◆ **WHAT THE TASK ASKS**
Reproduce every entry exactly.

◆ **Named object pointing entries**
-.-.-

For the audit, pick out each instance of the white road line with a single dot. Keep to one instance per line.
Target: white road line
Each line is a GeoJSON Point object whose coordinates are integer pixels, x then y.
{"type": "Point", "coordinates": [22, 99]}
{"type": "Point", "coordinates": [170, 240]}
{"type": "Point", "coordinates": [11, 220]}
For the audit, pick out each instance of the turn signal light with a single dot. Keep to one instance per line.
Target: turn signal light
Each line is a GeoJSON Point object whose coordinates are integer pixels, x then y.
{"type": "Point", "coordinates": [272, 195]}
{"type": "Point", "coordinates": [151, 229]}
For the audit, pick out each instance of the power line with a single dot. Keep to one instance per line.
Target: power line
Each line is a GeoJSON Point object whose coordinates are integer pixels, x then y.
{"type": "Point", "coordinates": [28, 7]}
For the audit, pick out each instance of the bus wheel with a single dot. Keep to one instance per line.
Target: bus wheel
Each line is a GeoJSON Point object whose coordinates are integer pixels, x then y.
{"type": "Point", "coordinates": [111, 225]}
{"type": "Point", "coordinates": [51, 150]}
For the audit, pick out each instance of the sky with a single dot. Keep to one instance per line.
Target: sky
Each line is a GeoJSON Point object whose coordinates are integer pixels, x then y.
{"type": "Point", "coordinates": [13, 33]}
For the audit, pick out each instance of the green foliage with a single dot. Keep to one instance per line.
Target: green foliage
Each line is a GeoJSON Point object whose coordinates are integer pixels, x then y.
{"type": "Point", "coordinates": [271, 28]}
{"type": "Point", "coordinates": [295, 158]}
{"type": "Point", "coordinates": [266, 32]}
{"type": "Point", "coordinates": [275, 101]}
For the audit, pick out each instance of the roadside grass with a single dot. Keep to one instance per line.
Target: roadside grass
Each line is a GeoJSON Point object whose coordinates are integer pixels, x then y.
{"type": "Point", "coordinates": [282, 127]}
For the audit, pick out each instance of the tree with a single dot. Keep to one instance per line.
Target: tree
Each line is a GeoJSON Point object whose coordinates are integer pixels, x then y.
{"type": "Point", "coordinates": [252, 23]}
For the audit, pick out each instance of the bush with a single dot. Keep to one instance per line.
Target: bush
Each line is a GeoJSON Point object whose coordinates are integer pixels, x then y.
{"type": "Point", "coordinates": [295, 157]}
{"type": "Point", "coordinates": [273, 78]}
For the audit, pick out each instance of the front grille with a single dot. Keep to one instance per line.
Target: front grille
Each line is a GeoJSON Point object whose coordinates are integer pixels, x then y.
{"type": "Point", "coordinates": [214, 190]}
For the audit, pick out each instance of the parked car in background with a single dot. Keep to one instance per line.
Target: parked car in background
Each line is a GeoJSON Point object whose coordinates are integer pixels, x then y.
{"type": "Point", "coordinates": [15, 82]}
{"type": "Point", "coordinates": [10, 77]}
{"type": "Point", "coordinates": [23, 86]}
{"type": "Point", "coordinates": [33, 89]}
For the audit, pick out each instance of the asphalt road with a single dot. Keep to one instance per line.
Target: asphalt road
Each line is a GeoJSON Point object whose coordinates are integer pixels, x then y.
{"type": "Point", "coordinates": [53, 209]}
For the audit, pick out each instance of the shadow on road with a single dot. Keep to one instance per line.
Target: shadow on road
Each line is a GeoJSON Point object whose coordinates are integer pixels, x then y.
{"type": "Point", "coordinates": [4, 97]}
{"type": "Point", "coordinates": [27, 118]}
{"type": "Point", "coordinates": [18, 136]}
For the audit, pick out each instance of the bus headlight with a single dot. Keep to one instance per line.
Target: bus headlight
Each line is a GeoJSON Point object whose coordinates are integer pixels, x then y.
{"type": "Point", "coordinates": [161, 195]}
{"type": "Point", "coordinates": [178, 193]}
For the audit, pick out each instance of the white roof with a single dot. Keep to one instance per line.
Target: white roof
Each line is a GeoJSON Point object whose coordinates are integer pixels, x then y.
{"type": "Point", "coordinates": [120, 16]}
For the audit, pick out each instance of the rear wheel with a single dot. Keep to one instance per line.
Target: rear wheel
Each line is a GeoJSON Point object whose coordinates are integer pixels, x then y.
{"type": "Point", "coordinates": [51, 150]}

-.-.-

◆ **ANSWER TO THIS EXERCISE**
For the audit, pick out each instance of the white road line with a single dot. Keep to one instance per line.
Target: white road line
Each line is a GeoJSON Point object whose coordinates are integer pixels, x then y.
{"type": "Point", "coordinates": [22, 99]}
{"type": "Point", "coordinates": [170, 240]}
{"type": "Point", "coordinates": [11, 220]}
For the audit, pick out each instance of the turn signal light with a single dot. Keep to one instance per line.
Target: turn signal light
Each line is a GeoJSON Point object whose coordinates are integer pixels, x then y.
{"type": "Point", "coordinates": [272, 195]}
{"type": "Point", "coordinates": [151, 229]}
For the audit, pick out each instance of the power line with a single dot. Keep to one instance per line.
Target: power line
Each line is a GeoJSON Point object whose coordinates are integer pixels, x then y.
{"type": "Point", "coordinates": [28, 7]}
For the audit, pick out each instance of the bus wheel with a single dot. Keep to one instance per line.
Target: bus wheel
Each line is a GeoJSON Point object whose coordinates are integer pixels, x then y.
{"type": "Point", "coordinates": [111, 225]}
{"type": "Point", "coordinates": [51, 150]}
For the audit, pick out each instance of the sky with a single dot. Keep to one instance per line.
Target: sky
Each line is a GeoJSON Point object whose coordinates are integer pixels, x then y.
{"type": "Point", "coordinates": [13, 33]}
For the audit, pick out each instance of the green foliage with a single dot. Keep to one instance per line.
Target: green foliage
Each line is a GeoJSON Point object whose coordinates are integer pixels, x then y.
{"type": "Point", "coordinates": [271, 28]}
{"type": "Point", "coordinates": [295, 158]}
{"type": "Point", "coordinates": [266, 32]}
{"type": "Point", "coordinates": [275, 101]}
For the audit, pick out each instance of the roadside grass with a single dot. Keep to one instance per line.
Target: roadside grass
Each line is a GeoJSON Point object whose coordinates are integer pixels, x then y.
{"type": "Point", "coordinates": [282, 127]}
For the audit, pick out each instance of the tree with a single dot. Keep to one instance per line.
Target: tree
Each line is a GeoJSON Point object whose coordinates are integer pixels, x then y.
{"type": "Point", "coordinates": [252, 23]}
For the audit, pick out each instance of the bush with a single dot. Keep to one instance per line.
Target: bush
Each line is a GeoJSON Point object whose coordinates are integer pixels, x then y.
{"type": "Point", "coordinates": [295, 157]}
{"type": "Point", "coordinates": [273, 78]}
For the audit, pick out each instance of the front grille with a single dot. Keep to one instance per line.
Target: front grille
Each line is a GeoJSON Point object whose coordinates are integer pixels, x then y.
{"type": "Point", "coordinates": [214, 190]}
For the audit, pick out each instance of the parked car in background with a single dot. Keep to one instance per line.
Target: parked car in background
Each line is a GeoJSON Point object whose coordinates are integer pixels, x then y.
{"type": "Point", "coordinates": [15, 82]}
{"type": "Point", "coordinates": [10, 77]}
{"type": "Point", "coordinates": [23, 86]}
{"type": "Point", "coordinates": [33, 89]}
For the audit, pick out each instance of the asphalt road with a single dot. Keep to one instance per line.
Target: asphalt road
Each line is a GeoJSON Point object whose coordinates are integer pixels, x then y.
{"type": "Point", "coordinates": [53, 209]}
For the audit, pick out each instance of the shadow on road with a single dot. Keep to one instance per line.
Target: shadow on road
Each line is a GeoJSON Point object whose coordinates are integer pixels, x then y.
{"type": "Point", "coordinates": [4, 97]}
{"type": "Point", "coordinates": [27, 118]}
{"type": "Point", "coordinates": [18, 136]}
For the audit, pick out each instance of the bus headlight with a single dot. Keep to one instance per line.
Target: bus headlight
Each line is a GeoJSON Point object whose coordinates are integer pixels, x then y.
{"type": "Point", "coordinates": [161, 195]}
{"type": "Point", "coordinates": [178, 193]}
For the audit, pick out each instance of the white roof with a single dot. Keep to one instance per line.
Target: white roof
Each line is a GeoJSON Point object whose coordinates are integer pixels, x then y.
{"type": "Point", "coordinates": [120, 16]}
For the audit, pick out each instance of the rear wheel with a single dot. Keep to one instance per line.
Target: rear wheel
Each line is a GeoJSON Point object whose coordinates are integer pixels, x then y.
{"type": "Point", "coordinates": [51, 150]}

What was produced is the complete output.